Could you write out the passage on clinical utility of FMR1 testing from "Women who are" up to and including "repeat interval category.", changing "Empirically" to "In practice"?

**TEXT EXCERPT**
>>>
Clinical Utility of Testing

Due to the presence of unrecognized FMR1 alterations in unaffected, carrier parents, the first indication of FXS within a family is usually the diagnosis of an affected child. Unfortunately, many families do not learn the FXS diagnosis for long periods after first concerns about their child's development or behavior, and many have subsequent pregnancies before diagnosis for their first child. Such situations highlight the importance of early diagnosis so children and families can receive the benefits of genetic counseling and intervention services. Other than the infrequent deletion or point mutation, which often are spontaneous and not inherited from a parent, mothers of all FXS patients are either premutation or full-mutation carriers. In turn, at least one of the mother's parents has an FMR1 alteration. Consequently, FMR1 mutations may be present in siblings of an affected individual as well as other extended family members. It is important to remember that the daughters of unaffected males with a premutation (transmitting males) are also unaffected carriers, and that their offspring are at risk for FXS. Many families are known in which an FMR1 mutation has been transmitted through numerous generations and into family branches unknown to one another.

For developmentally delayed children, FMR1 molecular testing is diagnostic, as FXS affects development from infancy. However, the nonspecific nature of FXS during early development makes the testing approach one of ruling out FXS in most situations. The hallmark finding in almost all patients with FXS is MR, but the physical and behavioral features of males with FXS are variable prior to puberty. Physical features not readily recognizable in preschool-age boys become more obvious with age: long face, prominent forehead, large ears, prominent jaw, and enlarged testicles (macroorchidism). Motor milestones and speech are frequently delayed, and temperament often is affected (e.g., hyperactivity, hand flapping, hand biting, temper tantrums, and occasionally autism). Females with FXS usually have milder manifestations and as a result are more difficult to diagnose clinically. FXS always should be suspected in males with mild to moderate MR and females with mild MR until shown otherwise by negative FMR1 analysis.

Women who are full-mutation or premutation carriers have a 50% risk of transmitting their abnormal allele in each pregnancy. While transmission of a full mutation always leads to a child with a full mutation, the risk of a premutation transmission resulting in an affected offspring with a full mutation is proportional to the maternal premutation repeat number. Empirically, the 50% risk of a female carrier producing an affected male child is reduced to 7% if the premutation contains 56 to 59 repeats, 10% for 60 to 69 repeats, 29% for 70 to 79 repeats, 36% for 80 to 89 repeats, and 47% for 90 to 99 repeats; it reaches the maximum, 50%, when a premutation has >100 repeats. Because females have approximately 50% penetrance, the risk for producing an affected female is half that of producing an affected male in any premutation repeat interval category.
<<<
**INPUT DATA**
>>>
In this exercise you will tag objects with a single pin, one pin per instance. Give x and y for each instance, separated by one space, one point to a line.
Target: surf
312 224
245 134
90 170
<<<
**RESULT**
Women who are full-mutation or premutation carriers have a 50% risk of transmitting their abnormal allele in each pregnancy. While transmission of a full mutation always leads to a child with a full mutation, the risk of a premutation transmission resulting in an affected offspring with a full mutation is proportional to the maternal premutation repeat number. In practice, the 50% risk of a female carrier producing an affected male child is reduced to 7% if the premutation contains 56 to 59 repeats, 10% for 60 to 69 repeats, 29% for 70 to 79 repeats, 36% for 80 to 89 repeats, and 47% for 90 to 99 repeats; it reaches the maximum, 50%, when a premutation has >100 repeats. Because females have approximately 50% penetrance, the risk for producing an affected female is half that of producing an affected male in any premutation repeat interval category.